*READING TEXT*:
■ ■ ■ ■
London in the early 1960s, and two kinds of film are being made simultaneously on the same streets without quite acknowledging each other. The first is the British New Wave — kitchen sinks, back-to-backs, the angry young men of Salford and Sheffield claiming the screen for the working class, their grit and frustration captured in the harsh black-and-white photography that Karel Reisz and Tony Richardson had learned to treat as its own kind of beauty. The second is something different in register if not always in subject: the interior film, the film of women's psychology, the film that asks not what the class system does to men but what the institution of marriage does to women. Jack Clayton was the director who most consistently occupied this second territory, and The Pumpkin Eater — his 1964 adaptation of Penelope Mortimer's semi-autobiographical novel, scripted by Harold Pinter in what Pinter himself would later describe as the best working year of his life — is its exemplary document.

Georges Delerue came to this material from the other side of the Channel, trailing the perfume of the French New Wave behind him. He had scored Godard's Le Mépris the year before, had been Truffaut's composer from Shoot the Piano Player onward, had absorbed from Alain Resnais the idea that a film score could do something other than illustrate emotion — that it might instead create the precise quality of atmosphere inside which emotion becomes possible. When Clayton recruited him for The Pumpkin Eater, it was the beginning of a partnership that would continue across five films and nearly thirty years, and that would prove, in its first flowering, as productive as any director-composer collaboration in British cinema of the period.

What Delerue understood, and what makes the score so quietly extraordinary, is that Penelope Mortimer's subject — the inner dissolution of a woman named Jo, living inside a prosperous London marriage to a philandering screenwriter, surrounded by children who represent both her anchor and her entrapment — is not a subject that admits orchestral amplitude. The music Bernard Herrmann might have brought to this material would have beaten it into submission. What the film needed instead was something closer to what the New York Times would later say of Delerue's work more generally: a shimmering atmospheric quality that recalls Debussy, and other effects that evoke Satie. These are not composers who explain emotion. They are composers who create the conditions for it to occur.
■ ■ ■ ■
*EXERCISE AIM*: Copy out the entire text on the score of The Pumpkin Eater word for word, keeping every paragraph break.
■ ■ ■ ■
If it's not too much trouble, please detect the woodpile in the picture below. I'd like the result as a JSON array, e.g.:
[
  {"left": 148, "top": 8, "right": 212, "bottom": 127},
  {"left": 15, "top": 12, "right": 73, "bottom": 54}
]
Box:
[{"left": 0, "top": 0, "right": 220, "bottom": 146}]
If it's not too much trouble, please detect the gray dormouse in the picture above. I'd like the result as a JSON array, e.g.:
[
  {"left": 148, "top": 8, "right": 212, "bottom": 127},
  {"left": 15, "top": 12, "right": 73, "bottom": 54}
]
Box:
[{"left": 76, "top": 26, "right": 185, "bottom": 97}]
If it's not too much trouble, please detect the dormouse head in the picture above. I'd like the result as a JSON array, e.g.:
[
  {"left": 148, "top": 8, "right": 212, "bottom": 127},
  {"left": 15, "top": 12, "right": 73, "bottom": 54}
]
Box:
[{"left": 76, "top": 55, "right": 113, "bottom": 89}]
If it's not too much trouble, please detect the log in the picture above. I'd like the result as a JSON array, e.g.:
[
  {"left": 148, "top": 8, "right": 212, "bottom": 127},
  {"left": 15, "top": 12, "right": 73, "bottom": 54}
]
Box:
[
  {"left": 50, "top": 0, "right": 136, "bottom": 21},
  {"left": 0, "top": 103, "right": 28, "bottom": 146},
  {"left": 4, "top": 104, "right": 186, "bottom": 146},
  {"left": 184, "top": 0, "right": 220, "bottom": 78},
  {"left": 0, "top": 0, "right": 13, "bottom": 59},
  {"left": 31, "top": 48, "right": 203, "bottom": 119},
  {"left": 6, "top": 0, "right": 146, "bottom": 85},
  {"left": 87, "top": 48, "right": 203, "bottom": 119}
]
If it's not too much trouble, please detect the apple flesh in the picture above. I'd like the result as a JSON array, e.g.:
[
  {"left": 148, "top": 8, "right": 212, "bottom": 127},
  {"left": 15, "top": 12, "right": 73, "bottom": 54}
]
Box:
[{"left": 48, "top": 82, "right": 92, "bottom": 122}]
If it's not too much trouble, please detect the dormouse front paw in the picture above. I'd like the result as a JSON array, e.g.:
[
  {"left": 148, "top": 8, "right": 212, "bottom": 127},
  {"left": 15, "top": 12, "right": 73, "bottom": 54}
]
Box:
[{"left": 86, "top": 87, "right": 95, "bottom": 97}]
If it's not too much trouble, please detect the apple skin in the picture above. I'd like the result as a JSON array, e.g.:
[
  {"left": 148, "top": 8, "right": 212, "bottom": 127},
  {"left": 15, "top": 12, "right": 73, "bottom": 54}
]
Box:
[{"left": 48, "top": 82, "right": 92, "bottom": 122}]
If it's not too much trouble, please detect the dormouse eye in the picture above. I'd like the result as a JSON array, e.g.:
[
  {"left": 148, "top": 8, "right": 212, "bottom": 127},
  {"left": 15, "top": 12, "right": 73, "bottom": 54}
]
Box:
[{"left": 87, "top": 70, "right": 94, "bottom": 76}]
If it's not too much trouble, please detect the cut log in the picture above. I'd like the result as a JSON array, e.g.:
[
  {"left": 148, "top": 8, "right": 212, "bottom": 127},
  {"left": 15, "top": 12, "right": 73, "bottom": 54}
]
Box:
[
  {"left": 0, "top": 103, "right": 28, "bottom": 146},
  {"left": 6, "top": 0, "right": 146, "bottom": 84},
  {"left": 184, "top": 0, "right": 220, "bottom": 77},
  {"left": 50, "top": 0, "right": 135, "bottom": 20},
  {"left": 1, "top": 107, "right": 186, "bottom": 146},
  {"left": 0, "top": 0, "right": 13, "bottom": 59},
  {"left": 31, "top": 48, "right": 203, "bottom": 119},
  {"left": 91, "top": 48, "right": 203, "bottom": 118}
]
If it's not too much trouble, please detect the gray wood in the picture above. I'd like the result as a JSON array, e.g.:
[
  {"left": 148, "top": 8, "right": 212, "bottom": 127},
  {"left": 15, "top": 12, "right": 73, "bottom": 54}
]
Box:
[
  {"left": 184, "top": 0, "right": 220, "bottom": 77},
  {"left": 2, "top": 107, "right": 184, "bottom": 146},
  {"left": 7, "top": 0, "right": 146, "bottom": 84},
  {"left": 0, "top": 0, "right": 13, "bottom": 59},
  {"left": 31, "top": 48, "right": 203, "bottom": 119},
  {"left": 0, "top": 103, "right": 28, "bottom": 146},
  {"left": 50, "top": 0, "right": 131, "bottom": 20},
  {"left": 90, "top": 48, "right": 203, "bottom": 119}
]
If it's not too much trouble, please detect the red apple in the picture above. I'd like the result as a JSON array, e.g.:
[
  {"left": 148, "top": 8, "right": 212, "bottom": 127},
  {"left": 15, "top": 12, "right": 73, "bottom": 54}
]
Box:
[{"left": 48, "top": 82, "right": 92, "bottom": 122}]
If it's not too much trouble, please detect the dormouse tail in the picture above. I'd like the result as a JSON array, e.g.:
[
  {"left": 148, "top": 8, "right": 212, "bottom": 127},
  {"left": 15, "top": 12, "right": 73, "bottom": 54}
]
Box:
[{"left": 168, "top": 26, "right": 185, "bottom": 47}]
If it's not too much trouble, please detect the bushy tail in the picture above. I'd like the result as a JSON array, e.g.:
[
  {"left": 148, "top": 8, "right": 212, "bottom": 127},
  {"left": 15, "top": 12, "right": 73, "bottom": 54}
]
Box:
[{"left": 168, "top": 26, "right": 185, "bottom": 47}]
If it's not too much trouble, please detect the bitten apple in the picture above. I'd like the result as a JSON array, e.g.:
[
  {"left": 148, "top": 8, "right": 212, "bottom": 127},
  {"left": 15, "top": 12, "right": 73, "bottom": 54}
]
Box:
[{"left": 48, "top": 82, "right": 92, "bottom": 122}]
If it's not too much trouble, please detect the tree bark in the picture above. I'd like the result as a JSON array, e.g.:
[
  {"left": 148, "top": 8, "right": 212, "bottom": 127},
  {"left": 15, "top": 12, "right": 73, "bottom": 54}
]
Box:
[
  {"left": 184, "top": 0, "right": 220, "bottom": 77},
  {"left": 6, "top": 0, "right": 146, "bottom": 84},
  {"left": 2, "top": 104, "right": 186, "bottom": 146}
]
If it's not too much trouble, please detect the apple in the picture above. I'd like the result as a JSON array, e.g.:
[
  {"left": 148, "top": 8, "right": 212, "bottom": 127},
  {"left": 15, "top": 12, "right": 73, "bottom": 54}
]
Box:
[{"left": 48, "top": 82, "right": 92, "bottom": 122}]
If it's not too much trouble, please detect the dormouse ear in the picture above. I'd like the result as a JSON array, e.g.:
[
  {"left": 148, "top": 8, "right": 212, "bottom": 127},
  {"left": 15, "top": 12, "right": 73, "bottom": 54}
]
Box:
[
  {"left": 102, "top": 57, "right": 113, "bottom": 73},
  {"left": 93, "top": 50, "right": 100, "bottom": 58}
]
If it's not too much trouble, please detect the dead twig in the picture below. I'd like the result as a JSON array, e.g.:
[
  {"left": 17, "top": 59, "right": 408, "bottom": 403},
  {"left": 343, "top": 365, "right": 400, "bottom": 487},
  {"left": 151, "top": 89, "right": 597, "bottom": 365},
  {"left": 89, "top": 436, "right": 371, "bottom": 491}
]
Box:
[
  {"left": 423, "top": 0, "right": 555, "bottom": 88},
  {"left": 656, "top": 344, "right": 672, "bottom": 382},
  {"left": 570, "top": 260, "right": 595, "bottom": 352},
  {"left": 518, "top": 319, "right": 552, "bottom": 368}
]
■ ■ ■ ■
*TASK OUTPUT*:
London in the early 1960s, and two kinds of film are being made simultaneously on the same streets without quite acknowledging each other. The first is the British New Wave — kitchen sinks, back-to-backs, the angry young men of Salford and Sheffield claiming the screen for the working class, their grit and frustration captured in the harsh black-and-white photography that Karel Reisz and Tony Richardson had learned to treat as its own kind of beauty. The second is something different in register if not always in subject: the interior film, the film of women's psychology, the film that asks not what the class system does to men but what the institution of marriage does to women. Jack Clayton was the director who most consistently occupied this second territory, and The Pumpkin Eater — his 1964 adaptation of Penelope Mortimer's semi-autobiographical novel, scripted by Harold Pinter in what Pinter himself would later describe as the best working year of his life — is its exemplary document.

Georges Delerue came to this material from the other side of the Channel, trailing the perfume of the French New Wave behind him. He had scored Godard's Le Mépris the year before, had been Truffaut's composer from Shoot the Piano Player onward, had absorbed from Alain Resnais the idea that a film score could do something other than illustrate emotion — that it might instead create the precise quality of atmosphere inside which emotion becomes possible. When Clayton recruited him for The Pumpkin Eater, it was the beginning of a partnership that would continue across five films and nearly thirty years, and that would prove, in its first flowering, as productive as any director-composer collaboration in British cinema of the period.

What Delerue understood, and what makes the score so quietly extraordinary, is that Penelope Mortimer's subject — the inner dissolution of a woman named Jo, living inside a prosperous London marriage to a philandering screenwriter, surrounded by children who represent both her anchor and her entrapment — is not a subject that admits orchestral amplitude. The music Bernard Herrmann might have brought to this material would have beaten it into submission. What the film needed instead was something closer to what the New York Times would later say of Delerue's work more generally: a shimmering atmospheric quality that recalls Debussy, and other effects that evoke Satie. These are not composers who explain emotion. They are composers who create the conditions for it to occur.